--- START Document extract ---
Most people who run an online blog as their primary source of income tend to be home workers, with a dedicated space in the house given over to their office. This is a dream for the majority of people, as it frees up time for focusing upon work, while staying close to the domestic side of life which is close to all of our hearts.
There are a hundred and one benefits to being based at home. We can alternate between being in the office and catching up with chores, spend more time with our families, walk the dog in our lunch break and save time and money avoiding the daily commute to and from office premises. When we have things that need attending to urgently, we are simply a few footsteps away from reaching our desk and firing up the laptop ready to deal with them.
Having said all this, many people actually find that they can struggle with the challenges which working from home may present. One of the main issues the majority of home bloggers encounter is the attitude of family members who don’t quite ‘get’ what we do for a living. We can be working as hard as we ever did when we were based in an external office, and yet the very fact that we are at home if our spouse or partner goes to work can mean that the balance between home and work is upset.
People who stay at home are often expected to devote as much attention to cooking, cleaning or laundry as they give to their business, which can make the role of self-employed blogger twice as hard as it should otherwise be.
Another pitfall for people based at home is the intrusion of domestic events in to our world of work. It’s hard to conduct a conference call when the mail person is knocking with a parcel, someone wants to read a fuel meter or the lady from next door has popped over to borrow something from us. These interruptions are rarely welcomed if we are in the middle of drafting an article, dealing with customers or setting up a new product or service for our business.
Overall, most people who work from home say that they wouldn’t swap it for the world, and yet there need to be some strict ground rules in place in order to maximize the opportunity and ensure that we can do everything which we need to make our business a success, without compromising it for domestic issues. Here are some quick tips for keeping your business working well, in the midst of a busy home life…
• Have a dedicated space for your work if possible… don’t be tempted to blog in front of the television in the living room, or spread your work all over the dining room table each day
• Make it clear to your family that you are working, when you are within your standard office hours. Nothing can get in the way of a good business more than the need to stop halfway through the morning to bath the dog, or vacuum the floor
• Have a set schedule for undertaking business tasks. Having a rigid timescale for answering e-mails, publishing to your blog, selling or networking each day will really support you to stay focused and prevent you from straying in to domestic tasks
• Don’t let your work spill over in to the evening. Just as you don’t want to be ironing in office time, so your family won’t appreciate you tapping away at your laptop when you could be spending valuable time with them. That said, I’m terrible at this!
--- END Document extract ---
--- START Data provided ---
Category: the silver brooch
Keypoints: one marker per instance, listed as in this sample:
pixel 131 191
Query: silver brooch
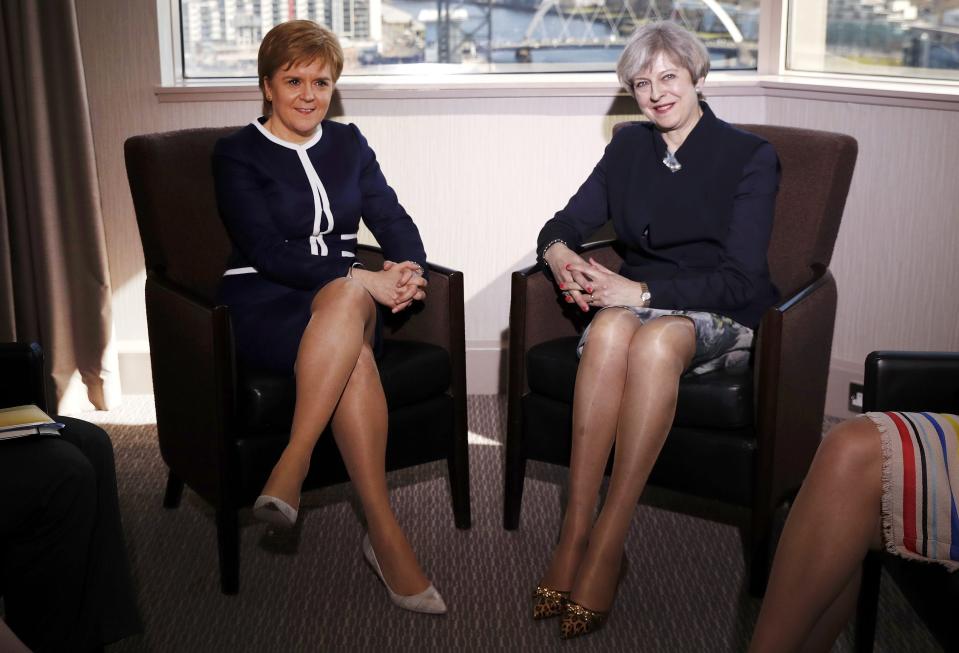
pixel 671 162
--- END Data provided ---
--- START Data provided ---
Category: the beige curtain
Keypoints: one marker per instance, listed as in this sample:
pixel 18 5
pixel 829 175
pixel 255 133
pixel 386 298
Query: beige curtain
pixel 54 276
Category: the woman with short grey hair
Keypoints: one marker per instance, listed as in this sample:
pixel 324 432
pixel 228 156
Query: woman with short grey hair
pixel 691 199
--- END Data provided ---
> [Brief A] According to the article on blogging from home, what is one of the main issues most home bloggers encounter?
> [Brief B] Carry on the article on blogging from home, picking up after its last sentence.

> [Task answer A] The attitude of family members who don't quite "get" what they do for a living.

> [Task answer B]
• Take regular breaks, but not necessarily to focus on domestic activities. It’s all very well scheduling in breaks from your office work, but don’t be tempted to fill your lunch hour with laundry, gardening or washing the dishes.
Do you have any other tips?
Hi Joel,
I admit that I have these problems in my life too and it seems impossible to have family members to understand that. Thanks for pointing out those tips. I’m sure they help a lot.
Great, thanks Raymond.
Joel how did you know exactly the battles I’m fighting every day?!? I know that being super organized with my schedule would help the most. It’s so hard to do on my own, and add in the 4 boys and wow. Life is usually crazy. I”m taking baby steps though. I’ve been hyper vigilant about using my calendar all summer, which is helping us stay on track. I’m also maintaining my Jaw Dropping Todo list. As we finish up the summer and get back into the school year I”m hoping this will result in improved productivity around here.
Jaw Dropping To Do list?! Great name, I will rename mine to that! It gets longer instead of shorter, I think it’s magical 🙂 Glad you’ve been vigilant though, I’m sure the baby steps will all add up soon.
I re organised my office and got rid of a lot of clutter, apart from anything else it makes you feel better! Now my 3 daughters are home from University for the summer, and boxes have appeared with no other home and bits of paper start floating around the desk. help!
I have boxes and boxes of things in my parents attic, that I’ve been meaning to sort out for 10 years. I think you’ll always have your kids stuff around, even when they have houses of their own!
Thanks Tyrone. I run a paperless office, anything that is on paper gets scanned into Evernote and then recycled or shredded. Doesn’t take long at all, though the initial move did take a few hours to do, but the only paper I have now are post it notes and magazine articles to read. Quite freeing!
Hmm, Joel you’re definitely right with those points! That’s why having a dedicate home office space that’s separate from anything else is really the smartest thing to do because you can’t really get off with any distractions when you’re home! 🙂 I easily get distracted myself so since I’ve moved onto my new home office, it worked fine to let me stay focused during the whole working hours — and glad I outsourced a lot of admin stuff so I won’t get out of control with a lot of paper works around!
Tyrone.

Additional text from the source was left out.